**Work item A:**
Name every Shakespeare character mentioned in the forum post about Nabokov's Ada.
**Work item B:**
Pick up the forum post about Nabokov's Ada after its last line and keep writing it.

If we include in the Moore discussion Brian Boyd's recently published
article "*ADA*, the Bog and the Garden," (NS #8) it would be more
complicated. Is "Moore" also connected with "peat bog," Brian? (I am
sorry
if I missed something when I read the article).
Best,
Akiko
----- Original Message -----
From: Jansy Berndt de Souza Mello
To: Vladimir Nabokov Forum
Sent: Tuesday, December 21, 2004 3:03 AM
Subject: B.Boyd´s "Nabokov´s ADA" /Morio and Moore
Dear Akiko and List,
B. Boyd writes in his introduction to "Nabokov´s Ada - The Place of
Consciousness" ( I only managed to secure a copy of it today!):
"After working out the reason for the sudden appearance of horse and
groom
(...) we would next seek to explain the names Van has given his invented
horse and groom". ( Moiro/ Moore).
"There is a simple, immediately-offered solution for the Morio-Moore
sound
play (...) your Moore is in fact an anagram of Romeo, and with this
Shakespearean hint black Morio points towards Othello, the blackamoor
Iago
calls " a Barbary horse" (...)
Van (...) leaves the young Romeo behind and charges off on a black
steed
reminiscent of Othello: "Ardis the First" is comparable in freshness and
lyric radiance of its young love only to Romeo and Juliet, while the
chapters between "Ardis the First" and "Ardis the Second" (...) are
marked
by the ever-deepening shadow of potentially violent jealousy..."

**Supplied information:**
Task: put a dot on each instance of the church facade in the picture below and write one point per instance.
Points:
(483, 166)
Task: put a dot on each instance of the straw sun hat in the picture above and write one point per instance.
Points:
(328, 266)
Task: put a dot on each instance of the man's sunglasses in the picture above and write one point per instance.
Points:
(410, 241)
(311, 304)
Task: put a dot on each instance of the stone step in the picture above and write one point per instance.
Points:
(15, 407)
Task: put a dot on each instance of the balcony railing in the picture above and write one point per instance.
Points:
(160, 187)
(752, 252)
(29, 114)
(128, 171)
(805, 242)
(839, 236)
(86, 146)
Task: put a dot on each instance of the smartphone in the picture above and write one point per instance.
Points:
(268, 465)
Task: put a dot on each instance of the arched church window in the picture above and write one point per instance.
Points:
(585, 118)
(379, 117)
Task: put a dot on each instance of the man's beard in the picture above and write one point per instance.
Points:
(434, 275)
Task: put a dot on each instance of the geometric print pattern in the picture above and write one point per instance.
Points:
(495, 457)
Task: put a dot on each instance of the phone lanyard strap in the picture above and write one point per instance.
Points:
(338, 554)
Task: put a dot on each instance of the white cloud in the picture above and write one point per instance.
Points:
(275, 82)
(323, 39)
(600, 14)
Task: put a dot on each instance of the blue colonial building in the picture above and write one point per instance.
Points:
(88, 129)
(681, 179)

**Answer section A:**
Romeo, Othello, Iago, Juliet

**Answer section B:**
After all our conjectures about Borromeo/Moore in TT, I thought it
worth
to bring up (again?) B.Boyd´s observations about this "Moore" in Ada
as
illustrating a transition from "romantic love" to " violent jealousy"
created by VN.
Is it possible to trace a similar kind of pattern in TT?
The first mention to a Moore seems to be on Ch. 7:
" As a penultimate echo came the strange case of his struggle with a
bedside table. This was when Hugh attended college and lodged with a
fellow
student, Jack Moore ( no relation), in two rooms of the newly built
Snyder
Hall" (...)
when he " was executing a furious war dance all by itself, as he had
seen a similar article do at a séance when asked if the visiting spirit
(
Napoleon) missed the springtime sunsets of St. Helena".
1. Jack Moore has "no relation" to any of the various Swiss Jacks, to
sculptor Henry Moore, to Julia Moore.
2. Jack rescues Hugh from his "penultimate" instance ( or more
precisely,
" penultimate echo") of somnambulism.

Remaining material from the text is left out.